**GIVEN REQUEST:** Write out the data below in full. Keep it exact.

[Begin RECORDS TO USE]

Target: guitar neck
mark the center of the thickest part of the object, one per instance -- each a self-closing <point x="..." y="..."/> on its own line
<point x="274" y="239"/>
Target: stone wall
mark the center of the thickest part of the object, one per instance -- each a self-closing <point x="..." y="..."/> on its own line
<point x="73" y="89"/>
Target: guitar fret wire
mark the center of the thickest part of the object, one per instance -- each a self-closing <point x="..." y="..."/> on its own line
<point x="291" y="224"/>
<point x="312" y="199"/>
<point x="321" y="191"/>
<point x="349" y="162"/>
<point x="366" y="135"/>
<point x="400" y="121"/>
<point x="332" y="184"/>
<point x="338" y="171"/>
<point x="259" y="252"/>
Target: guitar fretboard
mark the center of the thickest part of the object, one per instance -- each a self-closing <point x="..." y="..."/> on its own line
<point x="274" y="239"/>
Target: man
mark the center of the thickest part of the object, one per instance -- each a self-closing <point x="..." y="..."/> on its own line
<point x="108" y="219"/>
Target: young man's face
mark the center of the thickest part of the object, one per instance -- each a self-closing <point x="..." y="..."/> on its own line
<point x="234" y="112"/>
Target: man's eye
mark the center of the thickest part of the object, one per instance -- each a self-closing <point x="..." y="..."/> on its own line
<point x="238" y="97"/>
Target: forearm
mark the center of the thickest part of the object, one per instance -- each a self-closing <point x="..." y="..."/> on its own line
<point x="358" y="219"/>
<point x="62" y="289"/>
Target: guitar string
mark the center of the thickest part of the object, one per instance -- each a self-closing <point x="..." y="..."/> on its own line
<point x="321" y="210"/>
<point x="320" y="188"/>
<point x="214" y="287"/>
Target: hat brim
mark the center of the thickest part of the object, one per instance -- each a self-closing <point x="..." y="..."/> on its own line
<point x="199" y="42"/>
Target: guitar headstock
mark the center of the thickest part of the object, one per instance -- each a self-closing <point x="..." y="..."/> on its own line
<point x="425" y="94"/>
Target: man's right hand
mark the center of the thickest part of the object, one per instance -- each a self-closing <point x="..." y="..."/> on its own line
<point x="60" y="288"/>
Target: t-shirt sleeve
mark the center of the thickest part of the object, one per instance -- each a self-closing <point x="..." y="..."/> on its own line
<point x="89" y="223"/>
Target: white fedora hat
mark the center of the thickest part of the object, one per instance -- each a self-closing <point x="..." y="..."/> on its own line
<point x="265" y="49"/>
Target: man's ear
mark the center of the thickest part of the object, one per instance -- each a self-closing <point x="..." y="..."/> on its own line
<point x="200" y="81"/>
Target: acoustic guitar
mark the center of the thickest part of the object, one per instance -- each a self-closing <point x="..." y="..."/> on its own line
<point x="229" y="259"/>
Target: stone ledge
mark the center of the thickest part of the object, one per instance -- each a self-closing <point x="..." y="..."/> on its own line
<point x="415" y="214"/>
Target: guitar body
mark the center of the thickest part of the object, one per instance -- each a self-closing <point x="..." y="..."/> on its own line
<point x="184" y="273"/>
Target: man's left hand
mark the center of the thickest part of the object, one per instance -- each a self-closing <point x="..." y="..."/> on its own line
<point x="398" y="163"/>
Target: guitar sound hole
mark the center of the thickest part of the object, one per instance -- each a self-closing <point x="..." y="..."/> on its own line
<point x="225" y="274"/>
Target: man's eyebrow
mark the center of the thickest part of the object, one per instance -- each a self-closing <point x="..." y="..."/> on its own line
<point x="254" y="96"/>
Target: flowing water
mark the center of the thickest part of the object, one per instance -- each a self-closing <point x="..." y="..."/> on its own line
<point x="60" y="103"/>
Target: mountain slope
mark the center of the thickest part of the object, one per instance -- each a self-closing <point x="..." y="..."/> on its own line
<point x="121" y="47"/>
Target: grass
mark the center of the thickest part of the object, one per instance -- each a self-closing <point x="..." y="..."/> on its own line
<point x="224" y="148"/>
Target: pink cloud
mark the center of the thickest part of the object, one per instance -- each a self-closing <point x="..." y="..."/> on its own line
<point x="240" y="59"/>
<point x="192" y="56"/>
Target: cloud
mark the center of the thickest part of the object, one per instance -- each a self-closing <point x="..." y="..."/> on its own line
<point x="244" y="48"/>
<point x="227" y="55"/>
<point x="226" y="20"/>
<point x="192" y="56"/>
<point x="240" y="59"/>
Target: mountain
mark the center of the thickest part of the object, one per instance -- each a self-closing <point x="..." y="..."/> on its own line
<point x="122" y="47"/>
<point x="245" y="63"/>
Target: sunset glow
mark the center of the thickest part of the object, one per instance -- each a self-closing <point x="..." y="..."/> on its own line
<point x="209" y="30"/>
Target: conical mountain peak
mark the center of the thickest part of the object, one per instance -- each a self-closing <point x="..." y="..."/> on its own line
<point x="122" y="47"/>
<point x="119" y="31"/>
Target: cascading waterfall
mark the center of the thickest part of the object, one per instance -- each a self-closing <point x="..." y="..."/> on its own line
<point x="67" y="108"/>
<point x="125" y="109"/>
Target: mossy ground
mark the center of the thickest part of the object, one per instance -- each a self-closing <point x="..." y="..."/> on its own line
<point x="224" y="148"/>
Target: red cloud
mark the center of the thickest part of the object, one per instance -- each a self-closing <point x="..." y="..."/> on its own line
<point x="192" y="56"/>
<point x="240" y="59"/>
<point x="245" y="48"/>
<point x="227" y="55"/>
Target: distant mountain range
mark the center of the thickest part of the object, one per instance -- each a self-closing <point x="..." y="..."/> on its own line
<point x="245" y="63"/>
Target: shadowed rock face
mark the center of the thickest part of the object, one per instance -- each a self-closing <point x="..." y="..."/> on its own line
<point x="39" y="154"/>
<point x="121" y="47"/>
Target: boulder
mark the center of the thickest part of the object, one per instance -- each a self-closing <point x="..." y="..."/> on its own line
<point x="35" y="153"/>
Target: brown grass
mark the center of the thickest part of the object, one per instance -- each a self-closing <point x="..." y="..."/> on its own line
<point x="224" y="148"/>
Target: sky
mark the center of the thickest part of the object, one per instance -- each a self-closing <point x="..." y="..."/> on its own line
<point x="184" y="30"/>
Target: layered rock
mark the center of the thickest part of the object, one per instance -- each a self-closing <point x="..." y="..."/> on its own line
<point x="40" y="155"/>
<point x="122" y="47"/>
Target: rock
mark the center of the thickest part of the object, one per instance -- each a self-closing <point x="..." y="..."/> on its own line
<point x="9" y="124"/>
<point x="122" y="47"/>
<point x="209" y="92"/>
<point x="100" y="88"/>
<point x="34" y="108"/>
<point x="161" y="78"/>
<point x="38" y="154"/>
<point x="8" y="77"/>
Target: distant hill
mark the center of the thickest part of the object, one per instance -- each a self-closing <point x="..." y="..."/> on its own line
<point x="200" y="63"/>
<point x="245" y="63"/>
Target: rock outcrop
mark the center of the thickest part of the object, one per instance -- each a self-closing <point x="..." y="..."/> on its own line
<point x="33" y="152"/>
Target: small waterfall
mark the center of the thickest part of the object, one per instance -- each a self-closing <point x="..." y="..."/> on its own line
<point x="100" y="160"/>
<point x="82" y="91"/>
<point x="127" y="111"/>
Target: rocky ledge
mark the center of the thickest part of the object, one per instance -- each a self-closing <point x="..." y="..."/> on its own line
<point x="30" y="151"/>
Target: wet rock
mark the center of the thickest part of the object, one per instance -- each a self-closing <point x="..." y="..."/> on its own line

[End RECORDS TO USE]

**SOLUTION:**
Target: guitar neck
mark the center of the thickest part of the object, one per instance -- each a self-closing <point x="..." y="..."/> on its own line
<point x="274" y="239"/>
Target: stone wall
mark the center of the thickest part of the object, one per instance -- each a self-closing <point x="..." y="..."/> on its own line
<point x="73" y="89"/>
Target: guitar fret wire
mark the center of the thickest part of the object, one per instance -- each a self-closing <point x="..." y="..."/> on its own line
<point x="291" y="224"/>
<point x="312" y="199"/>
<point x="321" y="191"/>
<point x="349" y="162"/>
<point x="366" y="135"/>
<point x="400" y="121"/>
<point x="332" y="184"/>
<point x="338" y="171"/>
<point x="259" y="252"/>
Target: guitar fretboard
mark the center of the thickest part of the object, one per instance -- each a self-closing <point x="..." y="..."/> on its own line
<point x="274" y="239"/>
Target: man
mark the center of the thickest part of the object, one per instance -- each a self-closing <point x="..." y="..."/> on its own line
<point x="108" y="219"/>
Target: young man's face
mark the center of the thickest part of the object, one per instance -- each a self-closing <point x="..." y="..."/> on its own line
<point x="234" y="112"/>
Target: man's eye
mark the center of the thickest part of the object, one per instance -- each a self-closing <point x="..." y="..."/> on its own line
<point x="238" y="97"/>
Target: forearm
mark the center of the thickest part of the object, one per instance -- each a self-closing <point x="..." y="..."/> on its own line
<point x="358" y="219"/>
<point x="62" y="289"/>
Target: guitar string
mark the center of the thickest part of the object, one per instance -- each a self-closing <point x="..." y="..."/> on its own line
<point x="321" y="210"/>
<point x="320" y="188"/>
<point x="214" y="287"/>
Target: hat brim
mark the center of the thickest part of the object, one per instance -- each a self-closing <point x="..." y="..."/> on its own line
<point x="199" y="42"/>
Target: guitar headstock
mark the center of the thickest part of the object, one per instance -- each a self-closing <point x="..." y="..."/> on its own line
<point x="425" y="94"/>
Target: man's right hand
mark the center of the thickest part of the object, one per instance -- each a self-closing <point x="..." y="..."/> on its own line
<point x="60" y="288"/>
Target: t-shirt sleeve
mark the center of the thickest part of the object, one per instance -- each a self-closing <point x="..." y="..."/> on its own line
<point x="89" y="223"/>
Target: white fedora hat
mark the center of the thickest part of the object, one per instance -- each a self-closing <point x="..." y="..."/> on its own line
<point x="265" y="49"/>
Target: man's ear
mark the center of the thickest part of the object, one per instance -- each a self-closing <point x="..." y="..."/> on its own line
<point x="200" y="81"/>
Target: acoustic guitar
mark the center of the thickest part of the object, one per instance -- each a self-closing <point x="..." y="..."/> on its own line
<point x="229" y="259"/>
Target: stone ledge
mark the center of the thickest part of the object, one per instance -- each a self-closing <point x="..." y="..."/> on its own line
<point x="415" y="214"/>
Target: guitar body
mark the center of the thickest part of the object, one per instance -- each a self-closing <point x="..." y="..."/> on its own line
<point x="184" y="273"/>
Target: man's left hand
mark the center of the thickest part of the object, one per instance -- each a self-closing <point x="..." y="..."/> on its own line
<point x="398" y="163"/>
Target: guitar sound hole
mark the center of the thickest part of the object, one per instance -- each a self-closing <point x="..." y="..."/> on its own line
<point x="225" y="274"/>
Target: man's eyebrow
mark the center of the thickest part of the object, one per instance -- each a self-closing <point x="..." y="..."/> on its own line
<point x="254" y="96"/>
Target: flowing water
mark the center of the thickest part of the object, one per instance -- each a self-closing <point x="..." y="..."/> on its own line
<point x="60" y="103"/>
Target: mountain slope
mark the center of the thickest part of the object, one per instance -- each a self-closing <point x="..." y="..."/> on its own line
<point x="121" y="47"/>
Target: grass
mark the center of the thickest part of the object, one per instance -- each a self-closing <point x="..." y="..."/> on its own line
<point x="224" y="148"/>
Target: pink cloud
mark the center of the thickest part of the object, one per instance -- each a self-closing <point x="..." y="..."/> on its own line
<point x="240" y="59"/>
<point x="192" y="56"/>
Target: cloud
mark the center of the thickest part of the object, one per instance -- each a self-closing <point x="..." y="..."/> on its own line
<point x="244" y="48"/>
<point x="227" y="55"/>
<point x="226" y="20"/>
<point x="192" y="56"/>
<point x="240" y="59"/>
Target: mountain
mark the center of the thickest part of the object, one per instance -- each a self-closing <point x="..." y="..."/> on its own line
<point x="122" y="47"/>
<point x="245" y="63"/>
Target: sunset glow
mark the center of the thickest part of the object, one per instance -- each a self-closing <point x="..." y="..."/> on its own line
<point x="209" y="30"/>
Target: conical mountain peak
mark the center of the thickest part of the object, one per instance -- each a self-closing <point x="..." y="..."/> on its own line
<point x="122" y="47"/>
<point x="119" y="31"/>
Target: cascading waterfall
mark the center of the thickest part of the object, one per instance -- each a self-closing <point x="..." y="..."/> on its own line
<point x="67" y="108"/>
<point x="125" y="109"/>
Target: mossy ground
mark the center of the thickest part of the object, one per instance -- each a self-closing <point x="..." y="..."/> on its own line
<point x="224" y="148"/>
Target: red cloud
mark the center of the thickest part of the object, one per instance -- each a self-closing <point x="..." y="..."/> on its own line
<point x="192" y="56"/>
<point x="240" y="59"/>
<point x="245" y="48"/>
<point x="227" y="55"/>
Target: distant mountain range
mark the center of the thickest part of the object, one per instance -- each a self-closing <point x="..." y="..."/> on its own line
<point x="245" y="63"/>
Target: shadowed rock face
mark the center of the thickest part of the object, one per instance -- each a self-closing <point x="..." y="..."/> on its own line
<point x="39" y="154"/>
<point x="121" y="47"/>
Target: boulder
mark the center of the thickest part of the object, one per instance -- each a self-closing <point x="..." y="..."/> on its own line
<point x="35" y="153"/>
Target: brown grass
mark the center of the thickest part of the object, one per instance -- each a self-closing <point x="..." y="..."/> on its own line
<point x="224" y="148"/>
Target: sky
mark the center of the thickest part of the object, one per instance -- each a self-closing <point x="..." y="..."/> on its own line
<point x="184" y="30"/>
Target: layered rock
mark the center of the thickest part of the object, one per instance -- each a self-closing <point x="..." y="..."/> on its own line
<point x="40" y="155"/>
<point x="122" y="47"/>
Target: rock
mark the center of the thickest part of the object, one per instance -- each a self-closing <point x="..." y="..."/> on its own line
<point x="9" y="124"/>
<point x="122" y="47"/>
<point x="209" y="92"/>
<point x="100" y="88"/>
<point x="34" y="108"/>
<point x="161" y="78"/>
<point x="38" y="154"/>
<point x="8" y="77"/>
Target: distant hill
mark the center of the thickest part of the object, one per instance -- each a self-closing <point x="..." y="..."/> on its own line
<point x="200" y="63"/>
<point x="245" y="63"/>
Target: rock outcrop
mark the center of the thickest part of the object, one per instance -- each a self-closing <point x="..." y="..."/> on its own line
<point x="33" y="152"/>
Target: small waterfall
mark the center of the thickest part of the object, one per instance -- each a self-closing <point x="..." y="..."/> on its own line
<point x="100" y="160"/>
<point x="82" y="91"/>
<point x="127" y="111"/>
Target: rocky ledge
mark the center of the thickest part of the object, one per instance -- each a self-closing <point x="..." y="..."/> on its own line
<point x="30" y="151"/>
Target: wet rock
mark the center of the thickest part of the object, one per instance -- each a self-closing <point x="..." y="..."/> on its own line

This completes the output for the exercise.